EXTRACT section start

We know he talked with God, usually going up to a mountain. But I never thought about just how many times he went up to that mountain and how long he stayed.

So what, why is that important you may ask? Well, just as you or I may dread coming down from the mountaintop where we experience the presence of God so fully, I wonder about what happened down below each time Moses went up and away from the people.

Exodus 19-34 indicates that Moses traveled up that mountaintop probably eight times.

It surely must have been tempting to stay.

When Moses delayed coming down after receiving the 10 commandments, he found the people worshipping other gods and living lives not so dedicated to the Lord.

But I don’t blame the people solely, Moses too is at fault because too much time on the mountaintop means not enough time with people, not enough time in dialogue, not enough time articulating and rearticulating the vision that brought the people together under God in the first place.

Moses’ encounter with the presence of God resulted in a real absence of God down below.

And so, we hear about the disciples falling into a trap we know well. Into basking in the glory of seeing the Lord with Moses and Elijah in all their glory and the temptation of institutionalizing the mountaintop glory experience.

Today, we might say, “Let’s build a church on this spot.”

The church has done this and still does. Look at our physical space—God used to be accessed only way up there—through the priest who was the sole minister.

We then brought God down closer, the sacred table now accessed here with the rail to maintain boundaries and now the sacred table is here with no rail and surrounded by ministers along with the priest and any one of them can be be male or female, gay or straight, single, married, or partnered—the priest more facilitator than focus.

EXTRACT section end

▶ [WHAT YOU NEED TO DO]
**A)** According to the sermon, how many times did Moses probably travel up the mountain?
**B)** Continue the sermon from its last sentence.

ENTRIES SHOWN section start

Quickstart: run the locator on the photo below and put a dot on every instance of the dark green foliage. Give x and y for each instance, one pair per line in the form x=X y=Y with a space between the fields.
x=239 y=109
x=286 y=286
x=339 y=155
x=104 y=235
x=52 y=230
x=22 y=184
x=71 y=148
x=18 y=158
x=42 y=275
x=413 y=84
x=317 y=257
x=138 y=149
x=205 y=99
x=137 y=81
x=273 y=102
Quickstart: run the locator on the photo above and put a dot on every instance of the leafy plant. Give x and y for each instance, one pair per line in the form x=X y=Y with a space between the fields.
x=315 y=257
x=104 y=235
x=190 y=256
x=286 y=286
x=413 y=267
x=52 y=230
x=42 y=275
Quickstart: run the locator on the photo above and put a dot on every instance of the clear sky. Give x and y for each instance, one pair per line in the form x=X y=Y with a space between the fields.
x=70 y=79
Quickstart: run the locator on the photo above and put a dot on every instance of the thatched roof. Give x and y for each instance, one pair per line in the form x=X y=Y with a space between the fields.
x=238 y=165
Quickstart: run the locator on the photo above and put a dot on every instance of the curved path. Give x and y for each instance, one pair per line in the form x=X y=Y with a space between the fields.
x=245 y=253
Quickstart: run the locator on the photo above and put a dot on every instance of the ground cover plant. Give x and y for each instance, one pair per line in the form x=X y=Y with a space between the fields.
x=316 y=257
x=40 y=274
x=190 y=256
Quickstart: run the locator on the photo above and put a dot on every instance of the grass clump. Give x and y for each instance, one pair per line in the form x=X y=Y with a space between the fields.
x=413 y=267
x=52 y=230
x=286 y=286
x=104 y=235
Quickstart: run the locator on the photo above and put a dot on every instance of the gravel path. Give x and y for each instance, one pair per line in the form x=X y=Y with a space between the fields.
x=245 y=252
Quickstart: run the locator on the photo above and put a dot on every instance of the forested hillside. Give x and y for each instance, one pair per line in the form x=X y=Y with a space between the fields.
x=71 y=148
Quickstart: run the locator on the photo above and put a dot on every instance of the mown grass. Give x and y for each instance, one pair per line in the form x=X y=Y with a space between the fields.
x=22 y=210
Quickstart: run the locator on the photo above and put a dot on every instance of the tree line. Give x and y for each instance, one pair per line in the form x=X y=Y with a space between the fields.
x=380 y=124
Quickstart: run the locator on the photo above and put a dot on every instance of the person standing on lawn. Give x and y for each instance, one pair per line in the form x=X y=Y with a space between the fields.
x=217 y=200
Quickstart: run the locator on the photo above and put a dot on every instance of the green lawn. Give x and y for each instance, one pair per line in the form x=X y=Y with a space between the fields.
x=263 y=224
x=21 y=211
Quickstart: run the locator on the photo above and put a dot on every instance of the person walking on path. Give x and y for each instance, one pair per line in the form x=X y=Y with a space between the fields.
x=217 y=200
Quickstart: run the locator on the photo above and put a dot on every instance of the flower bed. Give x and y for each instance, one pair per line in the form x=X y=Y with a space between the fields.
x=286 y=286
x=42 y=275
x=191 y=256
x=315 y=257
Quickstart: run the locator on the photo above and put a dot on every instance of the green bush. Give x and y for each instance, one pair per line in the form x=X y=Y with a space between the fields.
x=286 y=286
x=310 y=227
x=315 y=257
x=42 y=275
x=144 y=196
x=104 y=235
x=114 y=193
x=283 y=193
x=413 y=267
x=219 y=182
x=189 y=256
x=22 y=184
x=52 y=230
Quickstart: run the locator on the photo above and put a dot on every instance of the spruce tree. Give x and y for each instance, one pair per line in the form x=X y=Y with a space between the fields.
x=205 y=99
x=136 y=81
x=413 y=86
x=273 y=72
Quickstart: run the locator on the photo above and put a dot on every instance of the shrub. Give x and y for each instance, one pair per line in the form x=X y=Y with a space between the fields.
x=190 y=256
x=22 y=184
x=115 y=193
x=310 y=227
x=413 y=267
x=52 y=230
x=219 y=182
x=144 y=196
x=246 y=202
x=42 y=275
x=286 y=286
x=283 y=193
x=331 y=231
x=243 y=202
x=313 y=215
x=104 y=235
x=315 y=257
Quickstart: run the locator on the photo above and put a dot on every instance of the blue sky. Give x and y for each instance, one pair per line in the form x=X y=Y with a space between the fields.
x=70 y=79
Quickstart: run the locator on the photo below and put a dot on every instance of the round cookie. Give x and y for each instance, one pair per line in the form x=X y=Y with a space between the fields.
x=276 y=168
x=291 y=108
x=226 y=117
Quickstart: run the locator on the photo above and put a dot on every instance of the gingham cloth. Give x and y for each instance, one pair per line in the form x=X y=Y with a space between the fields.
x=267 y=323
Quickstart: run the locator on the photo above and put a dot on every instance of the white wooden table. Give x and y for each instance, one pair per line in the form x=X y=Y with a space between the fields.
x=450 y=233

ENTRIES SHOWN section end

▶ [TASK ANSWERS]
**A)** Probably eight times, as indicated in Exodus 19-34.

**B)**
I love that the Gospel of Luke, unlike the other Gospels tells us what Moses, Elijah and Jesus talked about—they talked about his departure—his exodus to Jerusalem where we all know he will die.

The Glory of God and sacrifice never too far from each other. The Glory of God on the mountaintop and the abandonment of God who leaves his son on a cross for a time surround our spiritual selves like a cage.

Jesus discourages the tents—the shrines, the imprisonment of God because God is not only the mountaintop but also in the muddy ditch—addiction, poverty, pain, suffering—as Luke reminds us in the Good Samaritan story.

In our lives, the absence of God can be just as palpable as God’s presence. Praying for a cancer cure that does not come. Watching our children struggle with drugs. Looking up to the heavens for God to stop another shooting.

So, how big is our garden that we nurture and protect? Is it just our family or our church? Is it wider, encompassing global outreach or political causes? It can be as great and wide as the neighbor who is the person who happens to be next to us.

As Christians we, like Peter, face the temptation of becoming entrenched in our mountaintop experiences, wanting to live safely apart from the struggle and desperation of those who seek justice in an unjust world.

As tempting as it is, we cannot get comfortable on the mountaintop, for we are just passing through. We may only rest awhile on our journey back down the mountain, to more fully love justice in the day-to-day difficulties of trying to live the gospel in a broken world.

Young people have a lot teach us about enlarging our garden. Moving beyond the church building, seeing God in all things and at all times. Young people are finding God everywhere but the church.

But church folk have a lot to teach young people as well. Religion and spiritually are not mutually exclusive. As Episcopal Bishop Steven Charleston, a member of the Choctaw Nation says, “Religion is spirituality shared.”

And any work we do on our buildings is not for ourselves but to serve God when we come down off the mountaintop.

God’s garden is as big as the universe. A garden to nurture and protect.

As we know, a garden can be a place of growth or a place of betrayal.

Jesus plants a seed in each of us. The seed of love and respect.

May your lives be full of flowers, may the spirit surround you with arms of loving kindness and may your earth be fertile with God’s peace, reconciliation and justice.

Now let us tend our garden universe together.